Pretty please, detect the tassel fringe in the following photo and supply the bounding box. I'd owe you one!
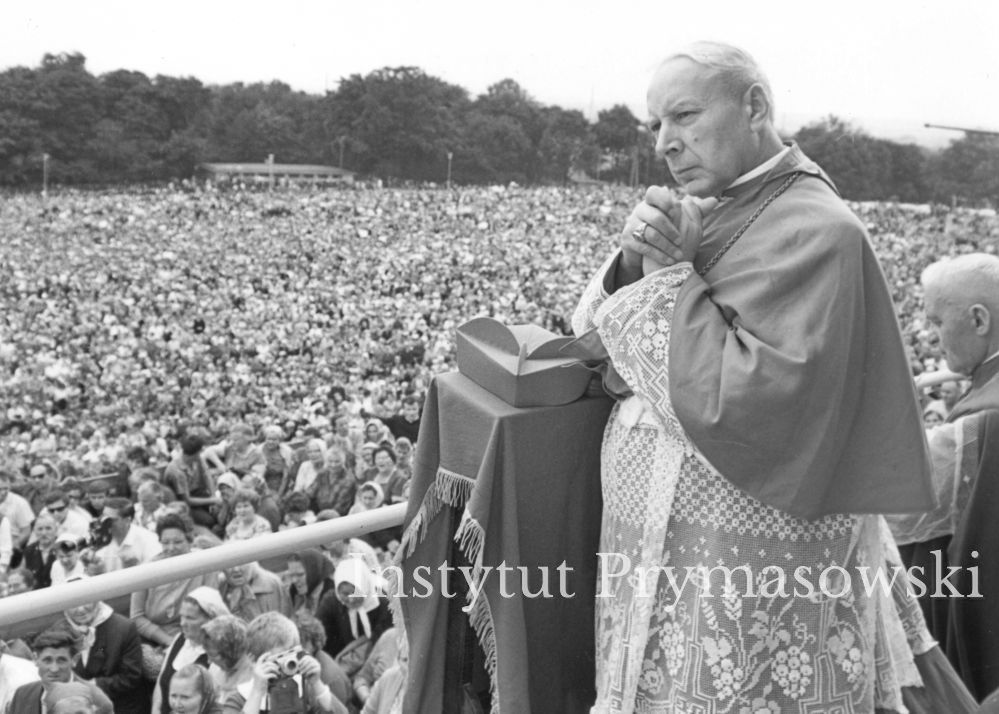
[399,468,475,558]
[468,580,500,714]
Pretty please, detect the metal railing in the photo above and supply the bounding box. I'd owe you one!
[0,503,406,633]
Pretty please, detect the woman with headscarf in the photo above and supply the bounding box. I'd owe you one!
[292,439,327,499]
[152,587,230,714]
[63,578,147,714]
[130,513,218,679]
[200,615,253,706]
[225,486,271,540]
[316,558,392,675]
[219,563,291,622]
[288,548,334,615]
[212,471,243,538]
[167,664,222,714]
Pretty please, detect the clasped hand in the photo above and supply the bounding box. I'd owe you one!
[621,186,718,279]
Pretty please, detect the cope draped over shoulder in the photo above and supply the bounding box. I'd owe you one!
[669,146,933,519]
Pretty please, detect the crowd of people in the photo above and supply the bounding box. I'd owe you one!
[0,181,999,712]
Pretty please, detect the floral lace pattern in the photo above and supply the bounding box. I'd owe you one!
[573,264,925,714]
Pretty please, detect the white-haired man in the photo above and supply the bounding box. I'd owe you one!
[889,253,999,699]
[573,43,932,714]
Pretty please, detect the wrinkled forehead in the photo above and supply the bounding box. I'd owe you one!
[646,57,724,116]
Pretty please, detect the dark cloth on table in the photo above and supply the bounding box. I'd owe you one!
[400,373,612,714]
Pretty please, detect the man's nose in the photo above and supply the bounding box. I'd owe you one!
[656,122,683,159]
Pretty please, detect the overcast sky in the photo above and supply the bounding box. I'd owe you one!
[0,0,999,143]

────────────────────

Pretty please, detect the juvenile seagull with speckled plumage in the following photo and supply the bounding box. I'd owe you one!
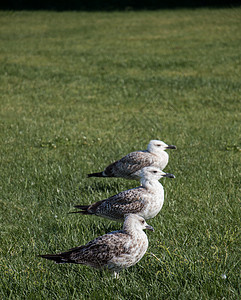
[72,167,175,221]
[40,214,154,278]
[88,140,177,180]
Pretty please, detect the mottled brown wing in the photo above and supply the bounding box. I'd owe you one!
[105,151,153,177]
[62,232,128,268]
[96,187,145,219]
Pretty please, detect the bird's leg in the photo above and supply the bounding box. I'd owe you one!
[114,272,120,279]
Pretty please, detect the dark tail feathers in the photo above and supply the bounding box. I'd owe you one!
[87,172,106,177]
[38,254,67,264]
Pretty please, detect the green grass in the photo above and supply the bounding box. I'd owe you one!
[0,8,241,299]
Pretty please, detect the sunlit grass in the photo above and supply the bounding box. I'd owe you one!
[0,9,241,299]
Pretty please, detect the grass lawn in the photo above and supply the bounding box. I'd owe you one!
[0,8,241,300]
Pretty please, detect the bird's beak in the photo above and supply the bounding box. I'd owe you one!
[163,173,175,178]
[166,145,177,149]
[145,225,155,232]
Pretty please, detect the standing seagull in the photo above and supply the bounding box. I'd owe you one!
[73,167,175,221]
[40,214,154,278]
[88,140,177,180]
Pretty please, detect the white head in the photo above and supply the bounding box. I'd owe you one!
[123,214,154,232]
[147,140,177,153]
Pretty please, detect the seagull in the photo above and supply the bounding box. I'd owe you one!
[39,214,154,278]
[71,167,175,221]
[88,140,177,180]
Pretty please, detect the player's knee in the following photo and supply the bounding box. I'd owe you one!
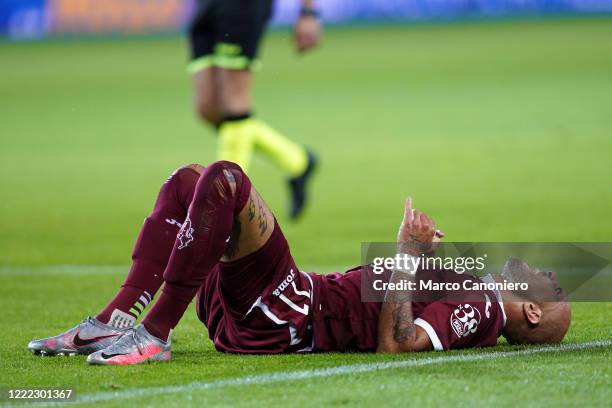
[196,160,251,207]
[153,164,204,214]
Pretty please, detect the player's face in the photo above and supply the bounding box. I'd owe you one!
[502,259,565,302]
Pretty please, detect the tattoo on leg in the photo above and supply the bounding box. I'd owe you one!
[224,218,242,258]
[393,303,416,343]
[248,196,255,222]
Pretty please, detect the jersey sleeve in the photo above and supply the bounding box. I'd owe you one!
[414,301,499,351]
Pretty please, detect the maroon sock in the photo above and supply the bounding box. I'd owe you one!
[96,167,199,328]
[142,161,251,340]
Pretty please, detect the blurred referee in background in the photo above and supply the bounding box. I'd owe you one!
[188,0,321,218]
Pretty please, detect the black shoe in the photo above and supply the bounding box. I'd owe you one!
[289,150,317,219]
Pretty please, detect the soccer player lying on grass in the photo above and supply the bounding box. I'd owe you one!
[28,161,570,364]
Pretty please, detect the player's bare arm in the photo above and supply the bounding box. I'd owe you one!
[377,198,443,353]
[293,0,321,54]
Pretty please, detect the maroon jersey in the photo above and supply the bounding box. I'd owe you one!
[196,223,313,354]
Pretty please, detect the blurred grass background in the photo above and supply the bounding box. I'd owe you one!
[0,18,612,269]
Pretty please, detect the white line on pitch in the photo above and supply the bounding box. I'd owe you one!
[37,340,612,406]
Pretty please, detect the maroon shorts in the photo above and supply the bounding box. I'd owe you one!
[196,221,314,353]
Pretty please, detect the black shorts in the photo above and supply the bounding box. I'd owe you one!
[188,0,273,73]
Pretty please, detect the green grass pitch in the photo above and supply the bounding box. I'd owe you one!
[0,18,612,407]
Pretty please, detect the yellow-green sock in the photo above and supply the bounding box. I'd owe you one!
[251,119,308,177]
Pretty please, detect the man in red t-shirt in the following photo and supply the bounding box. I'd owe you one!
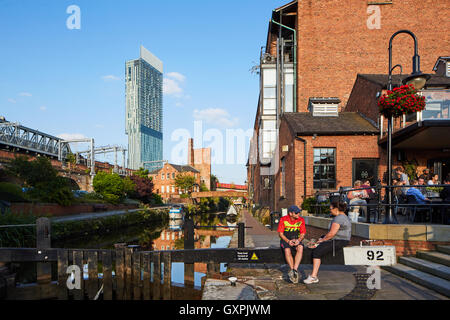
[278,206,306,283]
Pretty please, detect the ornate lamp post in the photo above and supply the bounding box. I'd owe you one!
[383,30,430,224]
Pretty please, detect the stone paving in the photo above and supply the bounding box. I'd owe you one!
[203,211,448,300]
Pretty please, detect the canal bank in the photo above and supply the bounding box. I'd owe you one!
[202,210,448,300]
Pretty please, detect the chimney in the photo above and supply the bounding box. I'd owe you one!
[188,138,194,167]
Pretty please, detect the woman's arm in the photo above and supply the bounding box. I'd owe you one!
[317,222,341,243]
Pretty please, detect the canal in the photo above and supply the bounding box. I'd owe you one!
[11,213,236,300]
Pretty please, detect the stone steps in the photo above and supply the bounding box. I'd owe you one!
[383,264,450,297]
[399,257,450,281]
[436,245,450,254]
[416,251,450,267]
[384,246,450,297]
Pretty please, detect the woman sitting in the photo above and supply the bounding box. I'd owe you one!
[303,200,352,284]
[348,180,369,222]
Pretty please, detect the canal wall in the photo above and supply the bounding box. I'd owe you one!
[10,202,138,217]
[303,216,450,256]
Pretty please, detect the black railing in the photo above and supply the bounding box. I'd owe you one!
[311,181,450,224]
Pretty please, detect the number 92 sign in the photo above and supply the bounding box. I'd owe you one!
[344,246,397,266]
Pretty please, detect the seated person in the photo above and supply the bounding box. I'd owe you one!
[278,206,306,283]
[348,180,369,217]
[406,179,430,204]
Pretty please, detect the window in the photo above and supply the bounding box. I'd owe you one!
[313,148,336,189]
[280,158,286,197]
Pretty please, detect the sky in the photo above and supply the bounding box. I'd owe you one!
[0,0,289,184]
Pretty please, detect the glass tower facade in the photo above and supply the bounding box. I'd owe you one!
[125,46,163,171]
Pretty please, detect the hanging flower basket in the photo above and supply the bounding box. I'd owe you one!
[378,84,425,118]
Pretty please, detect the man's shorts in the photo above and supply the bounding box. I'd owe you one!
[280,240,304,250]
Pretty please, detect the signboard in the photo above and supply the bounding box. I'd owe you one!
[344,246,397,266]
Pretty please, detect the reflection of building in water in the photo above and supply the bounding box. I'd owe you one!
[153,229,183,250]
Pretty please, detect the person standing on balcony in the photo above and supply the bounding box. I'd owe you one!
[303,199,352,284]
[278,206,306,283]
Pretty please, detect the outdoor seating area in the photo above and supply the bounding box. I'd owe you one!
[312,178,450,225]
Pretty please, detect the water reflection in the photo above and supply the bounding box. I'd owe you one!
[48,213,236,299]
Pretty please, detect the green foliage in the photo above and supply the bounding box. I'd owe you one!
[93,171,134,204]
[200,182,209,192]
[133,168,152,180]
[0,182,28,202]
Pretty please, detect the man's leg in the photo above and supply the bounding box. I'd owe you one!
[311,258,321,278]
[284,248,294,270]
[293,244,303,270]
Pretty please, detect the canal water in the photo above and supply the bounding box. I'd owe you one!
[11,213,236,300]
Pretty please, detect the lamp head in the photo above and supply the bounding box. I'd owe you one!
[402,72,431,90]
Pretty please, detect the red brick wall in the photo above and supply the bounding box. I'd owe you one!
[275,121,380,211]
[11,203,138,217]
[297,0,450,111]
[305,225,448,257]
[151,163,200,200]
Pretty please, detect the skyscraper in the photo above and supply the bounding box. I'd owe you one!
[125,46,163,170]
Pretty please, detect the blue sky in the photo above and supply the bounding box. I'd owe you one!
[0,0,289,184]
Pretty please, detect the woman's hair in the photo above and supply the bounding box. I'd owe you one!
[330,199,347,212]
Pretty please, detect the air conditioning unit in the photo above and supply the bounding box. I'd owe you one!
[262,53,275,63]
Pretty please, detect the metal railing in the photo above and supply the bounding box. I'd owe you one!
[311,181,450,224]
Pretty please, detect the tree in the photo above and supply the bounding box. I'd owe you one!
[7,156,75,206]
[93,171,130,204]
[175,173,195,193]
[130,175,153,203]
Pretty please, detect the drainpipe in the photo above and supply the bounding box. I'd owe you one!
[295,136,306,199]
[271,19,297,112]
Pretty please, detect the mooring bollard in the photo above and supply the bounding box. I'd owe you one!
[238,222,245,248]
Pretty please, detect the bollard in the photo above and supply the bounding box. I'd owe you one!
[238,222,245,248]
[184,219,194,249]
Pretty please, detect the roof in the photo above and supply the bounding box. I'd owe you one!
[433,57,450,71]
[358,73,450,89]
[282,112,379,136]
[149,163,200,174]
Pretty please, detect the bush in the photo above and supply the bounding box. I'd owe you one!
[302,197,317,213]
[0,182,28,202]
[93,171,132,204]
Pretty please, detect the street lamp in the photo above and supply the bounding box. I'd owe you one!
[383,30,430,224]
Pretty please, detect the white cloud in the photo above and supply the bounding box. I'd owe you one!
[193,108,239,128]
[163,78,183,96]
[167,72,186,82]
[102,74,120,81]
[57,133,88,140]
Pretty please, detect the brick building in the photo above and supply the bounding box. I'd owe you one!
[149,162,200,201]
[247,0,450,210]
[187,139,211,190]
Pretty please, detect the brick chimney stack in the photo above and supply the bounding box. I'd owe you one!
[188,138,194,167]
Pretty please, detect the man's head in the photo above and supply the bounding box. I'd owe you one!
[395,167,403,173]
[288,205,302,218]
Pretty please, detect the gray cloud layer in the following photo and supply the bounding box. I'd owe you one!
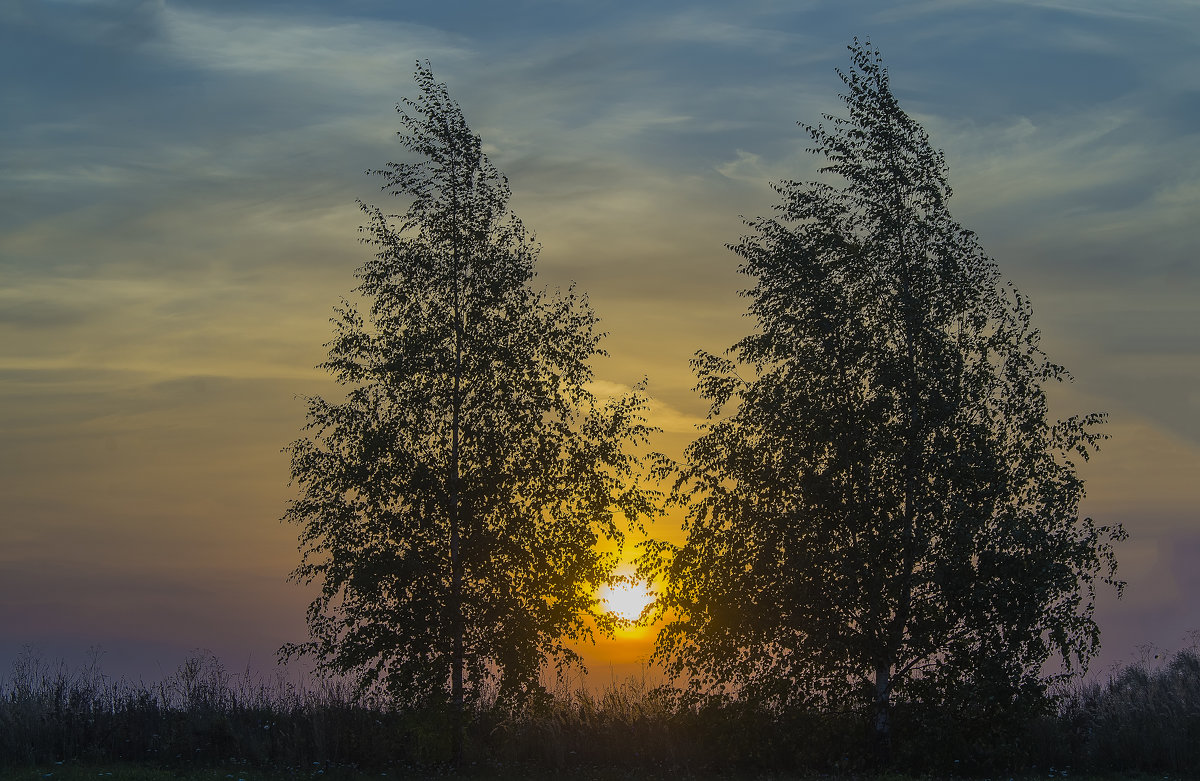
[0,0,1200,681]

────────────────────

> [WHAT TO PRODUCE] Pull out every line of the records above that contains the string "lamp". Case counts, so match capital and lowercase letters exactly.

> [FULL SOLUTION]
Pretty please, detect the ornate lamp post in the photo above and supply the bounding box. I'd owe you one!
Pretty please, detect the lamp head in the photo above and supply the bounding box. I'd owe you one!
Pretty please, detect the street lamp in the photo above and supply the bounding box. I'd owe you one!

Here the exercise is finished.